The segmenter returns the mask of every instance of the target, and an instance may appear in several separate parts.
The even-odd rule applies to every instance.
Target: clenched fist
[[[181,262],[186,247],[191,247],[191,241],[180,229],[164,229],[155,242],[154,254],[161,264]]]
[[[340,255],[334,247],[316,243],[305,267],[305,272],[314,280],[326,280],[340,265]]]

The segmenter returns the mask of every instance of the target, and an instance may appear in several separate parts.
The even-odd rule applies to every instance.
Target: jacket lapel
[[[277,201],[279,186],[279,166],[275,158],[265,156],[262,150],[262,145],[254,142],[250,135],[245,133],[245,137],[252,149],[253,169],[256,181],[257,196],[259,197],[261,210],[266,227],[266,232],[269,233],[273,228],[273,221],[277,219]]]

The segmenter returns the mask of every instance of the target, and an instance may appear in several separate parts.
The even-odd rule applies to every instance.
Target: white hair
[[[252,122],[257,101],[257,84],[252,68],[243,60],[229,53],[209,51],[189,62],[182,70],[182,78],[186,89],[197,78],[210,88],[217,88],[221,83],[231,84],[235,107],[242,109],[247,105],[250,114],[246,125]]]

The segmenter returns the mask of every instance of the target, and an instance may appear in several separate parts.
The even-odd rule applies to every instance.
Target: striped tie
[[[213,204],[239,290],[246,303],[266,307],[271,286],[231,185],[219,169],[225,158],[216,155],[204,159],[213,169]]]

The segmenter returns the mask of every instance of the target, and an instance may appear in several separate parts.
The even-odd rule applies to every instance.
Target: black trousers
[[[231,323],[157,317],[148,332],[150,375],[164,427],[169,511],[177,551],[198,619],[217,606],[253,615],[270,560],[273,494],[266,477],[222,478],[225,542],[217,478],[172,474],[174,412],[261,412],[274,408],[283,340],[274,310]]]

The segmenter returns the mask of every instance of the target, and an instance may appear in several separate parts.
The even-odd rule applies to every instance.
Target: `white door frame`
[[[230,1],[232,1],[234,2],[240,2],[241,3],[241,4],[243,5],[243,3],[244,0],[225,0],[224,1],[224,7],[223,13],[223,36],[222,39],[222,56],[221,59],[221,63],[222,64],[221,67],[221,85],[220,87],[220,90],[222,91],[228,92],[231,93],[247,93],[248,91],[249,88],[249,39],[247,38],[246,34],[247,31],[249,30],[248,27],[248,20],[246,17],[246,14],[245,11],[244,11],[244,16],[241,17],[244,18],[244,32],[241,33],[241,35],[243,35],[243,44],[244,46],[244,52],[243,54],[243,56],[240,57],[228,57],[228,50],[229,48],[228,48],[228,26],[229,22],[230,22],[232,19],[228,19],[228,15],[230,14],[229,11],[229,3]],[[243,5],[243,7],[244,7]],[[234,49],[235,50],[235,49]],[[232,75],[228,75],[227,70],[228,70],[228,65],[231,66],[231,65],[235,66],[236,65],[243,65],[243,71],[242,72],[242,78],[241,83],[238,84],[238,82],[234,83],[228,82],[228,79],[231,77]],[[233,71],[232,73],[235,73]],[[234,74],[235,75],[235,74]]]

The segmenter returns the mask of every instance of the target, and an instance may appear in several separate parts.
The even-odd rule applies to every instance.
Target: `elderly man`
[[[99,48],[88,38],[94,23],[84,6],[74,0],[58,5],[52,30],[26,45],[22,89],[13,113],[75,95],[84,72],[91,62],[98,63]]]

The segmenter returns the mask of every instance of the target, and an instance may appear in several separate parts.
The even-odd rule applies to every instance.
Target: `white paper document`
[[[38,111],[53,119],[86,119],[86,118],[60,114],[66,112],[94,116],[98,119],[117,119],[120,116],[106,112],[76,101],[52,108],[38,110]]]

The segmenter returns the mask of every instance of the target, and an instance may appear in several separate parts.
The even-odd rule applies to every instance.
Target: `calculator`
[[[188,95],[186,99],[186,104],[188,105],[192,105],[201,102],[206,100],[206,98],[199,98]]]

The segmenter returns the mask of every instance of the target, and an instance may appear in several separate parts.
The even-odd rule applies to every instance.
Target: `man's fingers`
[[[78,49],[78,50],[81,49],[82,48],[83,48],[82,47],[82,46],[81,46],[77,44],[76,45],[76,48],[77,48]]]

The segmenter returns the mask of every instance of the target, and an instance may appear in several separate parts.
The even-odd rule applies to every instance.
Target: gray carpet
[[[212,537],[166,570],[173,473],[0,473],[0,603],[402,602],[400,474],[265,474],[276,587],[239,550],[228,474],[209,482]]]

--

TASK TO CARRY OUT> List every line above that contains the word "white", copying each one in full.

THE SOLUTION>
Target: white hair
Target: `white door frame`
Target: `white paper document`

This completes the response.